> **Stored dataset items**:
━━━━━━━━

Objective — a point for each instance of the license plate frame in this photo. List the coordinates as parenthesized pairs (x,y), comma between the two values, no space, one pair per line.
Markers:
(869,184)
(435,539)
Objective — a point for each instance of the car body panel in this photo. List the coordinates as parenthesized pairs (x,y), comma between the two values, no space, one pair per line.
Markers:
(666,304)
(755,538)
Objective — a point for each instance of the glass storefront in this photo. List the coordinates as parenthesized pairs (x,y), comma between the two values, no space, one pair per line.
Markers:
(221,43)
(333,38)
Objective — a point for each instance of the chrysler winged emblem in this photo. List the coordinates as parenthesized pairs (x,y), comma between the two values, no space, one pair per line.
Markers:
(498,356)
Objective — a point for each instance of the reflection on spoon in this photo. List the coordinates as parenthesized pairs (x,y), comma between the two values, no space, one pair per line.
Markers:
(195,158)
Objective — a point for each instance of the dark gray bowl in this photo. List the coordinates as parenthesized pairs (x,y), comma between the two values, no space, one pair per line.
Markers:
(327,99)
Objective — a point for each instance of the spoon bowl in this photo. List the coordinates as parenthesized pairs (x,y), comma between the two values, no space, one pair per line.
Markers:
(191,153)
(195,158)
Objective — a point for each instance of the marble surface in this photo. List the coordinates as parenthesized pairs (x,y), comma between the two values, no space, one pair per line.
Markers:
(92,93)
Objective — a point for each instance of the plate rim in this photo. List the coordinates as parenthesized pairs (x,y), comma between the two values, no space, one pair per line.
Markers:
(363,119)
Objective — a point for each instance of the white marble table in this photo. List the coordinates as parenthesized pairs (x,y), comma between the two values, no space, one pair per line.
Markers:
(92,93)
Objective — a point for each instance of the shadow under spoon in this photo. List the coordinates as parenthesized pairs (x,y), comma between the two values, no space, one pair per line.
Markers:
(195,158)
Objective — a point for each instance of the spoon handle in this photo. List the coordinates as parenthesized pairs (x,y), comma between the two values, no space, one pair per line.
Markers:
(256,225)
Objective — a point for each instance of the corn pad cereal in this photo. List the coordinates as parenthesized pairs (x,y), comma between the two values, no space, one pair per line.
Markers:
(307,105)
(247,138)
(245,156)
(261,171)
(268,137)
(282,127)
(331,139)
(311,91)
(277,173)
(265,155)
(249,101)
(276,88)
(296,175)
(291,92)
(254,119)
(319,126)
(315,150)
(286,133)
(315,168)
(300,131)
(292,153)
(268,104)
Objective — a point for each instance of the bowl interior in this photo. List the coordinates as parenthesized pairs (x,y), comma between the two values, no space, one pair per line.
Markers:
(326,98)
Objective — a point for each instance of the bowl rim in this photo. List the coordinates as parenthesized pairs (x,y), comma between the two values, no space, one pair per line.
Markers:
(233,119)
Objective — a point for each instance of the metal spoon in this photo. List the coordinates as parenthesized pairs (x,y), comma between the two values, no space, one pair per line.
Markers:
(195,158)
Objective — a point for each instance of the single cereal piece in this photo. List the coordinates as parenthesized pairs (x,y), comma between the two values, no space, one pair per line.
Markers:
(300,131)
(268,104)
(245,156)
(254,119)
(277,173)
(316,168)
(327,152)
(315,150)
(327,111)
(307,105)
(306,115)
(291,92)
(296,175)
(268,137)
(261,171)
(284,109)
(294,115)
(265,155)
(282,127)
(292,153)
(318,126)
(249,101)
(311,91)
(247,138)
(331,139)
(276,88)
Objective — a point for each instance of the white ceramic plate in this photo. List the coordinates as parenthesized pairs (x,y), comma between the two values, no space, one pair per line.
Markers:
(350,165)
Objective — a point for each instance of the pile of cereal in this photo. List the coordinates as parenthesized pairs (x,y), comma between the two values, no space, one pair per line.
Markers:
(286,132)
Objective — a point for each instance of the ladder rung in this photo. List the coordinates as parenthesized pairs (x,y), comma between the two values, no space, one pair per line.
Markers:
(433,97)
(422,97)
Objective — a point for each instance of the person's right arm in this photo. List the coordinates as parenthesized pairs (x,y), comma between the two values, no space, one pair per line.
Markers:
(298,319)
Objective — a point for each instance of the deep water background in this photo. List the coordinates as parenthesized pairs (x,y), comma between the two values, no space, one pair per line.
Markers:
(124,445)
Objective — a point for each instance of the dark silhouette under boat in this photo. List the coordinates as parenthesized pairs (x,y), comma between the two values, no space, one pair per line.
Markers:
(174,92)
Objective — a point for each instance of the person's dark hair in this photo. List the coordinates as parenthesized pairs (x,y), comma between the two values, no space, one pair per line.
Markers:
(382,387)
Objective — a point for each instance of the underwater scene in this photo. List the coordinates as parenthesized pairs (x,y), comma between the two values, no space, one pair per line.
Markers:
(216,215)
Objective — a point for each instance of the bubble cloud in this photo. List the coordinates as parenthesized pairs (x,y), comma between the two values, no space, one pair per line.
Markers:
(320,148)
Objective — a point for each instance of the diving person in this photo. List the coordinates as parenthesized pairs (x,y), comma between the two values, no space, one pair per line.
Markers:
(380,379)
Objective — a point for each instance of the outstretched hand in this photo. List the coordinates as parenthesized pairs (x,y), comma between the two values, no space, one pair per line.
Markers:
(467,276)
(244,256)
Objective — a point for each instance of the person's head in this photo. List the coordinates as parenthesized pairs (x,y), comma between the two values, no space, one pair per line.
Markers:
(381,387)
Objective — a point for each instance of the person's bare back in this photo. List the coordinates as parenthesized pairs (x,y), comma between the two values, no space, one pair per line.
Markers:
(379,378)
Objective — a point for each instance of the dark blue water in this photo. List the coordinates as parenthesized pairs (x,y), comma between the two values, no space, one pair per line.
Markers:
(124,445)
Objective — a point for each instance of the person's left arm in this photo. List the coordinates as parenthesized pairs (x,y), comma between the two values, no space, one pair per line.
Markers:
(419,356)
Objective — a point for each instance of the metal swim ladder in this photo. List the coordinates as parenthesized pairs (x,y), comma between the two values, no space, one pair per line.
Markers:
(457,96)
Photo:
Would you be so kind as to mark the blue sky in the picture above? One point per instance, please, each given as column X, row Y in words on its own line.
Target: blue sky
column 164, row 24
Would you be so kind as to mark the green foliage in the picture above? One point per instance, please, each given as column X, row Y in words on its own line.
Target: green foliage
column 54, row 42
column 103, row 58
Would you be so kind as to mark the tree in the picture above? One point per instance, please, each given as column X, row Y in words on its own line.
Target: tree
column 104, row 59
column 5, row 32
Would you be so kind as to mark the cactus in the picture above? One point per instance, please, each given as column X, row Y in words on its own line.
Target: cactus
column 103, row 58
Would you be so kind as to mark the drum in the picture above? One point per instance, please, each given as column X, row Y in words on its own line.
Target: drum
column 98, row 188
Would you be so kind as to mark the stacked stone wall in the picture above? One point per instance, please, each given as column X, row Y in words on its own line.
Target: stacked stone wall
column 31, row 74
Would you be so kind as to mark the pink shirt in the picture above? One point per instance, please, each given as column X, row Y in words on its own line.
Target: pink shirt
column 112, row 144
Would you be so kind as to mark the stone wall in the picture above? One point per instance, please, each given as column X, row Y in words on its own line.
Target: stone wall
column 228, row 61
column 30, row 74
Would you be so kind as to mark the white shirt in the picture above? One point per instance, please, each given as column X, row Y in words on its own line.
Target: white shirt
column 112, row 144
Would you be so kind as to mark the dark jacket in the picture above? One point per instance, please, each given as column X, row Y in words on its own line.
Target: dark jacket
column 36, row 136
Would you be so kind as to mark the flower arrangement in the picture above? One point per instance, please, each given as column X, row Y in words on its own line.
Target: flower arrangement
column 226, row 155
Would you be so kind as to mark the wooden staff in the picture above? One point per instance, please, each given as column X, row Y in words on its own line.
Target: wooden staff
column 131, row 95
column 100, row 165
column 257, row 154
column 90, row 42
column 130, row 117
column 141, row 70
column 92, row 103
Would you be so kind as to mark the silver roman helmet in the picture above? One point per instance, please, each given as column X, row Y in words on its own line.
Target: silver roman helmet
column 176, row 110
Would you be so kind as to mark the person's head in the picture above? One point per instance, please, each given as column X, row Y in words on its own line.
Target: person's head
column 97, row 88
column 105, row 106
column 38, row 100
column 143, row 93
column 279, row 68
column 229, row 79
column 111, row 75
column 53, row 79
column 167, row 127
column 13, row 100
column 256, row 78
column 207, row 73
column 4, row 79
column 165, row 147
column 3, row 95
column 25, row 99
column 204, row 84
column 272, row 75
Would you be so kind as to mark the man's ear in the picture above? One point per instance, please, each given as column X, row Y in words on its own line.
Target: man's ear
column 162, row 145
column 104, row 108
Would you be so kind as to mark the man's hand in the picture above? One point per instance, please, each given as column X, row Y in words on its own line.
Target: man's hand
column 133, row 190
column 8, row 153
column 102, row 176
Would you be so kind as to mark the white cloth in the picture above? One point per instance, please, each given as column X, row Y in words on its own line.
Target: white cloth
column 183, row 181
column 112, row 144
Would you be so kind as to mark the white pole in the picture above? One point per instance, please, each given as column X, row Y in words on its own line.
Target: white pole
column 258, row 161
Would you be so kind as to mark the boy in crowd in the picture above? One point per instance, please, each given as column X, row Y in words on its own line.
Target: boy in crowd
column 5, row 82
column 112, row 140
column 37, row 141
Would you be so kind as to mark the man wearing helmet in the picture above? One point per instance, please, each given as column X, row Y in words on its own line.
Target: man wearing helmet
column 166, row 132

━━━━━━━━

Revise the records starting at the line that contains "Would you be so kind as to mark the dark" and ending at the line that contains "column 176, row 110", replacing "wooden staff" with "wooden pole" and leaving everything else unchanged. Give back only those lines.

Would you be so kind as to mark the dark jacket in the picture above? One point per instance, please, each given as column X, row Y in words on its own line.
Target: dark jacket
column 36, row 136
Would you be so kind as to mark the flower arrangement in the picture above? One point per instance, please, each given as column X, row Y in words on its own line.
Target: flower arrangement
column 226, row 155
Would you be so kind as to mark the wooden pole in the picture above? One point per instance, please, each given as column X, row Y in words on its own line.
Target: wooden pole
column 131, row 95
column 100, row 165
column 257, row 154
column 90, row 42
column 130, row 117
column 141, row 70
column 92, row 103
Would you be so kind as to mark the silver roman helmet in the picture above? One point per instance, please, each given as column X, row Y in words on its own line.
Target: silver roman helmet
column 176, row 110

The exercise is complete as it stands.